Print the line containing "of the hand" and each line after it through the end, please, with nothing added.
[Start RECORD EXCERPTS]
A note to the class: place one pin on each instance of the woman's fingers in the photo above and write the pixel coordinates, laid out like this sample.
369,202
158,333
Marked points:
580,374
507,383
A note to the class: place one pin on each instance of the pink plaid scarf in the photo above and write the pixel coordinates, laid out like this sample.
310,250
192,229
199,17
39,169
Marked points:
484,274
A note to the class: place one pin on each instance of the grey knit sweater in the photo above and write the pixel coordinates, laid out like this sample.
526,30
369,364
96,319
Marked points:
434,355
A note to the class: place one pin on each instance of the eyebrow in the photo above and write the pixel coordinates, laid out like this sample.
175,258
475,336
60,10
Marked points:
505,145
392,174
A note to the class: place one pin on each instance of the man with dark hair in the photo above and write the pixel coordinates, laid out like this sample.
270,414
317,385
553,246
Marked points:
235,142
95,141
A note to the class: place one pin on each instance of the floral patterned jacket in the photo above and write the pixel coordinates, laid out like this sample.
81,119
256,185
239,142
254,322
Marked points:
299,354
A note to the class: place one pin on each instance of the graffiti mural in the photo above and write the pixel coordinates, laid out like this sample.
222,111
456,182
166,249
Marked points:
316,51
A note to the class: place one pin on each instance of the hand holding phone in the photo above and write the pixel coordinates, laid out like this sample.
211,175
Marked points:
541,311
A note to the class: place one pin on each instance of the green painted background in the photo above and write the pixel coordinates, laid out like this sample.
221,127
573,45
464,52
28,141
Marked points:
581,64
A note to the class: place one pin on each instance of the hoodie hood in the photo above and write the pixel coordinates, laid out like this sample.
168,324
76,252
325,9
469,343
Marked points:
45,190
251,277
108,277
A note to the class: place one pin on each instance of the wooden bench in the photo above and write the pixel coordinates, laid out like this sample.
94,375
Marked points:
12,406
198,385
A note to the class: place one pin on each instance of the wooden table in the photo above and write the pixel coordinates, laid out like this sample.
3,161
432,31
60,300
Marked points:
[End RECORD EXCERPTS]
# [TASK OUTPUT]
A note to the class: place one pin on each instance of the hand holding phone in the photo above and write the pixel coordinates, laid out like this sample.
211,175
Marked points:
541,311
A note to the class: place one pin on each instance of the green painted background in the photo above and write the pixel coordinates, laid out like this sample.
221,127
573,45
464,52
28,141
Marked points:
581,64
A note to the class: place one pin on each instance of the hoodie hood in the photo above and write the pixel coordinates, laid out like this sample.
168,324
76,252
325,9
469,343
Marked points:
45,190
251,277
108,277
A note to the class: place one pin on each instance of the wooden bench in the photo above and write the pixel coordinates, laid out like this sample.
94,375
Marked points:
12,406
198,385
A note to the class: place one pin on each instance of the wooden table in the photo above and write the pixel coordinates, laid out like this sample.
3,161
432,31
60,300
Marked points:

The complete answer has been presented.